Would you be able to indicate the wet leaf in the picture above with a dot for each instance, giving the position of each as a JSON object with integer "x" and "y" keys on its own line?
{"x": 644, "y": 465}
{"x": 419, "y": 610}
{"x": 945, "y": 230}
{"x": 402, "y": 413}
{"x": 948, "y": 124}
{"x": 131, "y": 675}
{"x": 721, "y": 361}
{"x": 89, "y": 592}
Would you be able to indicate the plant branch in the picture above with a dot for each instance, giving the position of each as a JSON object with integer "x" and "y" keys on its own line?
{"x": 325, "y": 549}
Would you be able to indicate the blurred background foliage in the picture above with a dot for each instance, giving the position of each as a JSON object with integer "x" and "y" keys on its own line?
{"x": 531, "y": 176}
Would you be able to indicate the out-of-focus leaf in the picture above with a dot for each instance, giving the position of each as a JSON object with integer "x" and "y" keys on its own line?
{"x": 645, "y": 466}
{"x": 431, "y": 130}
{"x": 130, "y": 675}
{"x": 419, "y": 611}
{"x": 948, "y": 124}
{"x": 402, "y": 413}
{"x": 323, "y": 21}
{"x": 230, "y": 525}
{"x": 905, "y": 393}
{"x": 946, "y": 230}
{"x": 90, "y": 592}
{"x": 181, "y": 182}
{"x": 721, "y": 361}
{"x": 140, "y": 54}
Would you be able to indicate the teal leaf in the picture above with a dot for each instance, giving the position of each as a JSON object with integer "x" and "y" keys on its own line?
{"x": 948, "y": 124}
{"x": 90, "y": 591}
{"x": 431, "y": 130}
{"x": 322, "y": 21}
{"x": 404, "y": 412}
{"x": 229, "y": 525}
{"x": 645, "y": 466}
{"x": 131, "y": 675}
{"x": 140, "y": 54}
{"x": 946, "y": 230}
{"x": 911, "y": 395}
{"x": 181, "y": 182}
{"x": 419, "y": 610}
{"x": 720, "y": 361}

===============

● **The exercise**
Copy all of the lines above word for word, leaving nothing out and changing nothing.

● **Completed task**
Would you be able to indicate the wet leaf in the picture above with a dot for each instance, giving the position of each as a JSON object with integer "x" and "y" keys on its own line?
{"x": 644, "y": 465}
{"x": 419, "y": 610}
{"x": 945, "y": 230}
{"x": 402, "y": 413}
{"x": 948, "y": 124}
{"x": 131, "y": 675}
{"x": 721, "y": 361}
{"x": 89, "y": 592}
Would you be able to indicate the plant branch in the picture above with a dot for each instance, giving the position of each as a JSON object with integer "x" and "y" keys on its own line?
{"x": 325, "y": 549}
Would you be able to indicate the blurred background foliage in the picture above with a dot for each instance, giving the position of each as a JSON object with integer "x" and "y" keys on its own line?
{"x": 531, "y": 176}
Would you be able to indicate the out-of-focus leaf in the picture above with a dot for each instance, giving the position of each as a JSON object with integer "x" and "y" keys on its own line?
{"x": 645, "y": 466}
{"x": 431, "y": 130}
{"x": 130, "y": 675}
{"x": 419, "y": 611}
{"x": 948, "y": 124}
{"x": 402, "y": 413}
{"x": 323, "y": 21}
{"x": 230, "y": 525}
{"x": 905, "y": 393}
{"x": 946, "y": 230}
{"x": 90, "y": 592}
{"x": 181, "y": 182}
{"x": 721, "y": 361}
{"x": 140, "y": 54}
Would you be able to indicate the teal leaf in the picture above with a dot for each instance, giving the position of each as a JSON object with integer "x" and "y" keys on its own line?
{"x": 948, "y": 124}
{"x": 90, "y": 591}
{"x": 431, "y": 130}
{"x": 322, "y": 21}
{"x": 404, "y": 412}
{"x": 229, "y": 525}
{"x": 645, "y": 466}
{"x": 131, "y": 675}
{"x": 140, "y": 54}
{"x": 946, "y": 230}
{"x": 911, "y": 395}
{"x": 181, "y": 182}
{"x": 419, "y": 610}
{"x": 720, "y": 361}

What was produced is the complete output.